=== Directions ===
Reproduce exactly the lines below from the one containing "Could you please point out the small" through the one containing "Could you please point out the fountain", including both, and nothing else.
[Supplied material]
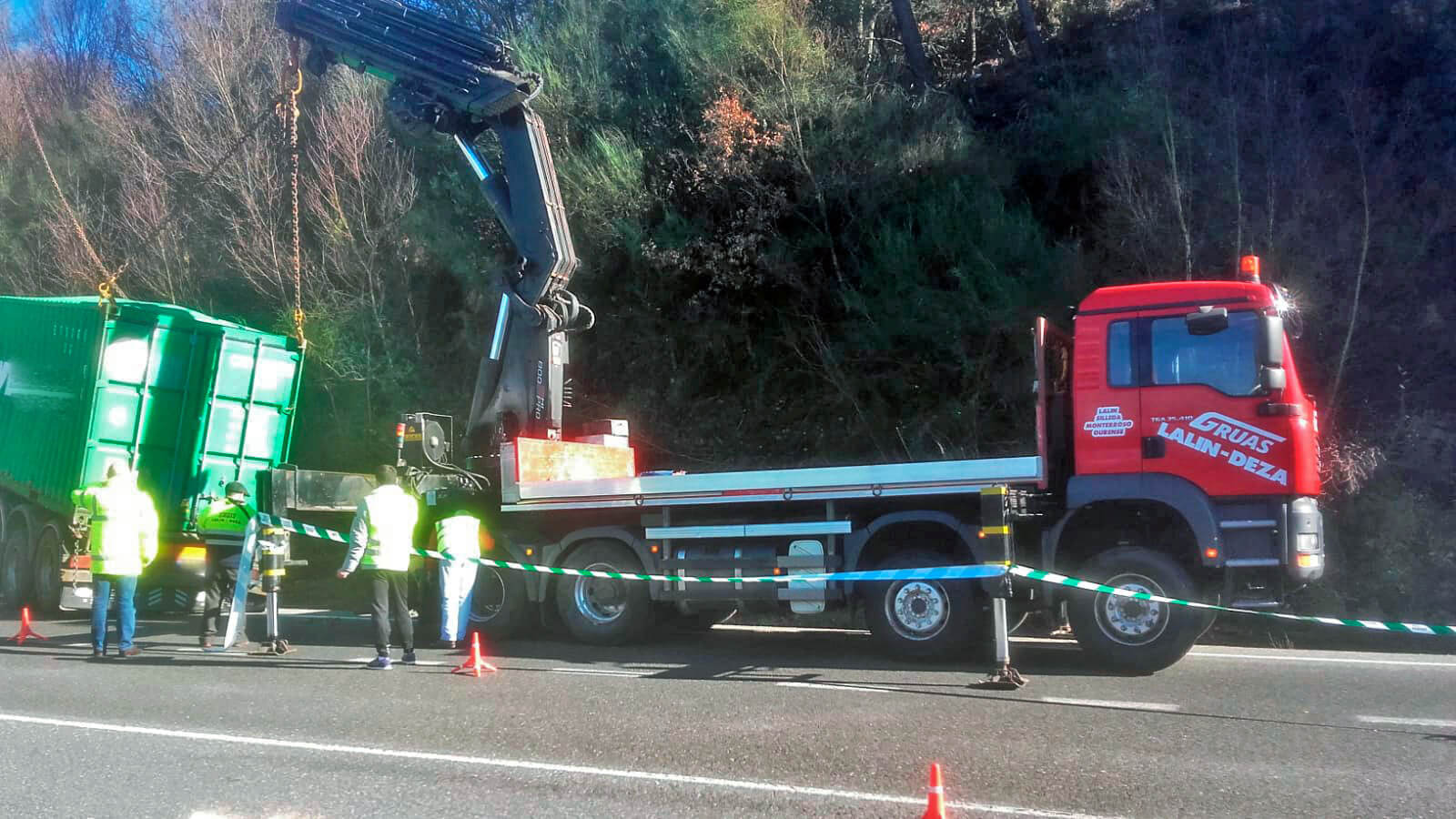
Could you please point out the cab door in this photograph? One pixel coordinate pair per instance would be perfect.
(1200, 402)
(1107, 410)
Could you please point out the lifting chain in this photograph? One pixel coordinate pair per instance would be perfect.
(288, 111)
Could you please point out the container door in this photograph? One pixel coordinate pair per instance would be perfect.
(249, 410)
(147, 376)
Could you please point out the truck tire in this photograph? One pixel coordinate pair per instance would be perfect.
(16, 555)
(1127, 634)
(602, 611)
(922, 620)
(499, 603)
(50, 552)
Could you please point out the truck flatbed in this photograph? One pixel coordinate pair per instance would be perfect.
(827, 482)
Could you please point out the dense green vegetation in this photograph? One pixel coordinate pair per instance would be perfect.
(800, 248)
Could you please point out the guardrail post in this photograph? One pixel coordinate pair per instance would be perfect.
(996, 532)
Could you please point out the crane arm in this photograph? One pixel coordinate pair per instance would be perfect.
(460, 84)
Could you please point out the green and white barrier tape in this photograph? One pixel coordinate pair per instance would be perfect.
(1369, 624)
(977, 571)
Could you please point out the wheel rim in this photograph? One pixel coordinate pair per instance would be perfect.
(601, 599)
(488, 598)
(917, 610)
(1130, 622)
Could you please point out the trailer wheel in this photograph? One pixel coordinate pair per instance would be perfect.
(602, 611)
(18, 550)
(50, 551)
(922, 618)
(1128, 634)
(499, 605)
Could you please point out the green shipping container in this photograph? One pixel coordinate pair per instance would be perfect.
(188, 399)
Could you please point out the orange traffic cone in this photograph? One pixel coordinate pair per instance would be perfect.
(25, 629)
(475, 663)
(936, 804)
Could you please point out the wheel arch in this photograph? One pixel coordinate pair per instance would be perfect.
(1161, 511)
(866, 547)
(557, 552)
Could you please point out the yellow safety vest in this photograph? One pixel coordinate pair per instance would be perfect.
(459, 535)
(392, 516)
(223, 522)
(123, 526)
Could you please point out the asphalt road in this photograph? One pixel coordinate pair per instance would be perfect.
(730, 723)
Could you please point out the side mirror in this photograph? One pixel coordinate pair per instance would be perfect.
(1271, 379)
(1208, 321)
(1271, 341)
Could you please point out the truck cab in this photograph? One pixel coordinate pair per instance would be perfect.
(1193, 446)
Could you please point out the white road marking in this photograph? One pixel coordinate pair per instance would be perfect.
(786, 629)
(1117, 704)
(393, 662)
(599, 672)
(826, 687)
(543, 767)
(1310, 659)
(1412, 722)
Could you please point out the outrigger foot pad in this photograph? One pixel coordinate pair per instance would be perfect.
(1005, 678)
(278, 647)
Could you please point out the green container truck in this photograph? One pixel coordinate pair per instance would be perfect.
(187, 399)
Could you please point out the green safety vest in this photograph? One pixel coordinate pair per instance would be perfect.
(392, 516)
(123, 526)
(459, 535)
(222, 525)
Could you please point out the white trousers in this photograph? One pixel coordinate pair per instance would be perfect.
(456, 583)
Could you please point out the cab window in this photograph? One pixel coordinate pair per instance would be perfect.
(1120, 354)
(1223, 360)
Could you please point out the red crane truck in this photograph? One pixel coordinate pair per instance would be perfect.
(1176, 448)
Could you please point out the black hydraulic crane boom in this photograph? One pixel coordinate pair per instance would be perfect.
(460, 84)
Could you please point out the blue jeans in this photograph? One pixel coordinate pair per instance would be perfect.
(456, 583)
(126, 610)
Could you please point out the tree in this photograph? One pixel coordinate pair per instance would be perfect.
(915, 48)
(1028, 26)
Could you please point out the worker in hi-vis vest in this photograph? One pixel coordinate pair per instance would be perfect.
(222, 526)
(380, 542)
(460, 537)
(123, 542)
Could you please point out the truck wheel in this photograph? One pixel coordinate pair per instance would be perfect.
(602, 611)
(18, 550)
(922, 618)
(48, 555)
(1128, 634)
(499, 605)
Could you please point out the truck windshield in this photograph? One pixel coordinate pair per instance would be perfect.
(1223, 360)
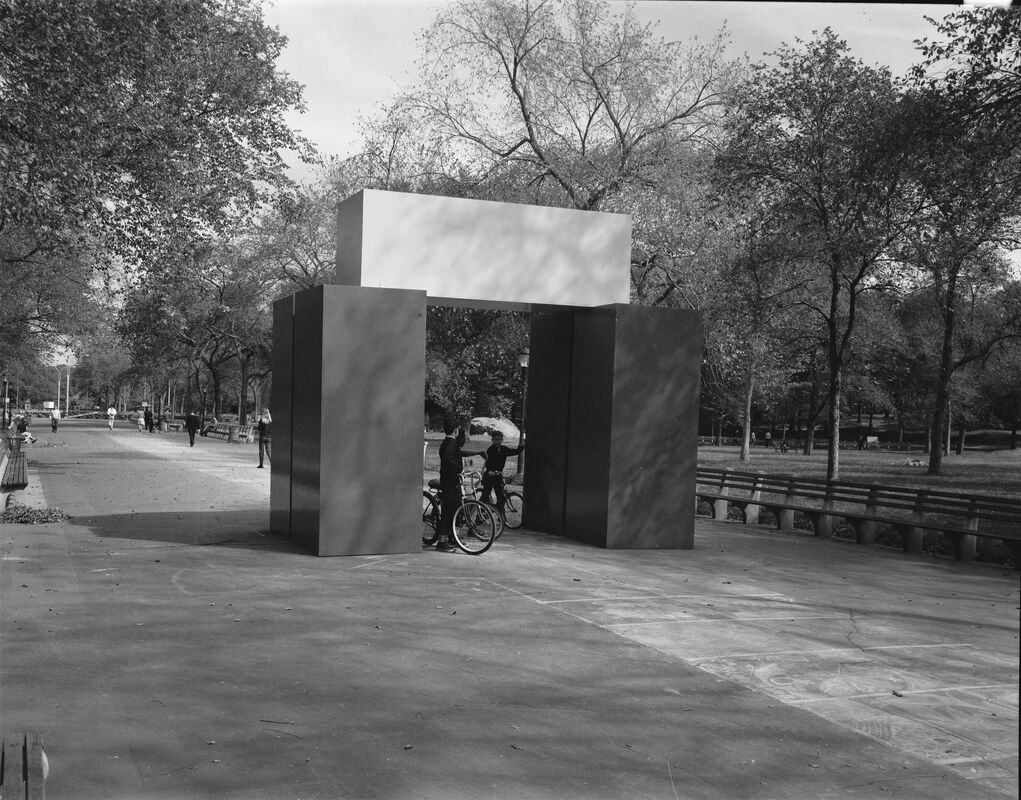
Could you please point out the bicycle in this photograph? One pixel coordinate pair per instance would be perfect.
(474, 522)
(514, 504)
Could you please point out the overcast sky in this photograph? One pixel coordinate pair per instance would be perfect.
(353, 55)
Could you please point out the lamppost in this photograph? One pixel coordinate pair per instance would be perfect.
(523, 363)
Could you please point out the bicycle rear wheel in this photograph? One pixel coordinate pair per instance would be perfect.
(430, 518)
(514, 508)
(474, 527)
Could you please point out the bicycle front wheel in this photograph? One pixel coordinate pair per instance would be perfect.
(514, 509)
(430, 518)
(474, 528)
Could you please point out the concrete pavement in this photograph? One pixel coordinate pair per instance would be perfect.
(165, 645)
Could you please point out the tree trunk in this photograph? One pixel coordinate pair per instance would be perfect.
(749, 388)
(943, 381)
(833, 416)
[/Supplied material]
[Supplied material]
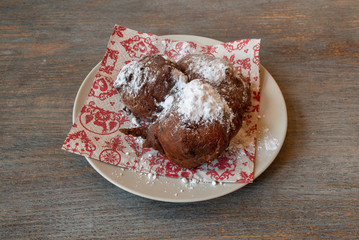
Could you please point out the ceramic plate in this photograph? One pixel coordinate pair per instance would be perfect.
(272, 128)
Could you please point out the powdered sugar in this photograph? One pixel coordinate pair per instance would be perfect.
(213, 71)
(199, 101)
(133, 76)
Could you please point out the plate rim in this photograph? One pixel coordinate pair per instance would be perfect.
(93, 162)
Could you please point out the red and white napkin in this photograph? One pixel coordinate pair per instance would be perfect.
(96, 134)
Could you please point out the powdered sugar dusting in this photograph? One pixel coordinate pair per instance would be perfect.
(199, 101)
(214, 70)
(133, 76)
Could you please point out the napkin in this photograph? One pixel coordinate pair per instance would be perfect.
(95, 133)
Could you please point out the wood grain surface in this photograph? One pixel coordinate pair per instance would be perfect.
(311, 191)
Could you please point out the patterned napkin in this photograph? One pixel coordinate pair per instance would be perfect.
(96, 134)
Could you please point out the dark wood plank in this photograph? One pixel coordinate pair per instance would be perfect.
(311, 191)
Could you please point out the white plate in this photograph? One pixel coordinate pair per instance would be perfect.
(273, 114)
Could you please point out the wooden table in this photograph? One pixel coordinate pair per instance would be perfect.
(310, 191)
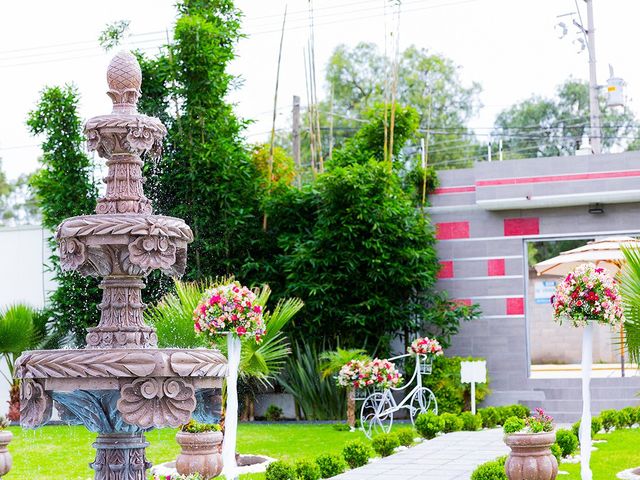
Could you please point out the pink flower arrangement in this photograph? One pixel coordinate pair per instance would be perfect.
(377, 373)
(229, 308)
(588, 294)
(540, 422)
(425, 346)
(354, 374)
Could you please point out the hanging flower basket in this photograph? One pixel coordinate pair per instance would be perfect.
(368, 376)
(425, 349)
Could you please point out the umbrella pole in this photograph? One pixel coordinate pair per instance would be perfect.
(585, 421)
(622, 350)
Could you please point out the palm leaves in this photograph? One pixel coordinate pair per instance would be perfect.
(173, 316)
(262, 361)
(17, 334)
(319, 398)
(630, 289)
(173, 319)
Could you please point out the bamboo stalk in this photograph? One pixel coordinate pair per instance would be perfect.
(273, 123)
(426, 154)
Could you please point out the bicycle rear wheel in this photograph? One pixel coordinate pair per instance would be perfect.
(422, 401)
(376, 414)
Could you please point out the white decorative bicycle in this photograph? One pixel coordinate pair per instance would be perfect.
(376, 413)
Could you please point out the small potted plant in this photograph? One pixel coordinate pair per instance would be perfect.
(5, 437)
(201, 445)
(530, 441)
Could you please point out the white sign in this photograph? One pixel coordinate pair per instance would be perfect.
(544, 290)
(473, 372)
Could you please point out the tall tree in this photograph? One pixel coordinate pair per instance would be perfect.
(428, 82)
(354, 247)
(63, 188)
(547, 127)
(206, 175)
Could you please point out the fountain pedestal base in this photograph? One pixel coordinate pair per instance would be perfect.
[/Supplied material]
[Supplied material]
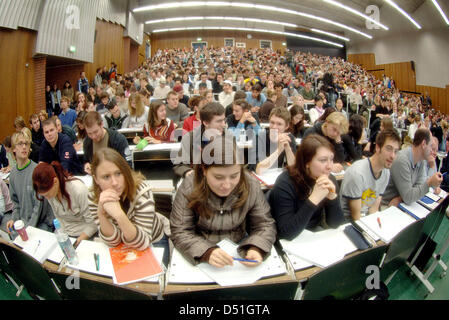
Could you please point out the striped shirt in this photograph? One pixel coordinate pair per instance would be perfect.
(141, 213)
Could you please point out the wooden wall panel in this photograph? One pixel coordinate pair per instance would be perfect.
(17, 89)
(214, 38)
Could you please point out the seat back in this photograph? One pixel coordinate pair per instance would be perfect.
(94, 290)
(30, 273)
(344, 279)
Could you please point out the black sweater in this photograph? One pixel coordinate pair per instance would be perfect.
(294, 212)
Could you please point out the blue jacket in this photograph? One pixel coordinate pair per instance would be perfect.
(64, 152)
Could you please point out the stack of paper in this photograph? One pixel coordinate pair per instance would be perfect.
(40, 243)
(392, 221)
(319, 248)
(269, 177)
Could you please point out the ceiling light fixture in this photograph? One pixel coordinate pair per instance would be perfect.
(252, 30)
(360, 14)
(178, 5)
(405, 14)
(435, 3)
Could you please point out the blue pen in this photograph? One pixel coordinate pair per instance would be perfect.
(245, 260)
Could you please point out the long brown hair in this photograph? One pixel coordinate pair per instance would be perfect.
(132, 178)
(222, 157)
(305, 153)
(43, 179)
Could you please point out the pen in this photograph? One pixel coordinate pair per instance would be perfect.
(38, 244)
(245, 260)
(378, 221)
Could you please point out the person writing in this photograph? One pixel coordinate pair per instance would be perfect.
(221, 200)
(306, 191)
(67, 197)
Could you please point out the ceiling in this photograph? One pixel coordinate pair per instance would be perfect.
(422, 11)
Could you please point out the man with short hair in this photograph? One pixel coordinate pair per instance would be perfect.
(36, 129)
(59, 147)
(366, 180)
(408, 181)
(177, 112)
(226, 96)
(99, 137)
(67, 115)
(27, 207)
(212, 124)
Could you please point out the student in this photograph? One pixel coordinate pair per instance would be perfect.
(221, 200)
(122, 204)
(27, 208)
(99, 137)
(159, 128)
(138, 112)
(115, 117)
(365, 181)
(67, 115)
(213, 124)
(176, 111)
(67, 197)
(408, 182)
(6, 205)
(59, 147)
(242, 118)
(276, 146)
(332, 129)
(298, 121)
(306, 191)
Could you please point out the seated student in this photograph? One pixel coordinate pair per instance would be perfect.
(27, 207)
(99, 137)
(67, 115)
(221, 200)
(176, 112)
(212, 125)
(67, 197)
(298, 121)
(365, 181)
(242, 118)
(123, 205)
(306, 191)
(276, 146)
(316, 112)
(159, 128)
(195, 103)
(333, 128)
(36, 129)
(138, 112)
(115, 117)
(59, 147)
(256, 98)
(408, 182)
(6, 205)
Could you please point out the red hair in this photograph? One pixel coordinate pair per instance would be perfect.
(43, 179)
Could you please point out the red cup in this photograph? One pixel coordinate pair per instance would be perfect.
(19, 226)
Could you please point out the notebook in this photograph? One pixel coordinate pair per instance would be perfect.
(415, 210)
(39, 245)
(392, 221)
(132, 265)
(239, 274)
[/Supplied material]
=== Response area ===
Could you please point out the small potted plant in this photograph? One pixel coordinate pair per instance would be perfect.
(5, 437)
(201, 445)
(530, 441)
Could you please point out the white sign in this photograph? One pixel coordinate pair per instance would be perfect.
(544, 290)
(473, 372)
Could you please point out the tall tree in this photograph? One pixel coordinate pair per instance would be perfect.
(428, 82)
(354, 247)
(63, 188)
(547, 127)
(206, 175)
Could you please point out the fountain pedestal base in this photograph? One pixel coordinate pair per instance would be perfect.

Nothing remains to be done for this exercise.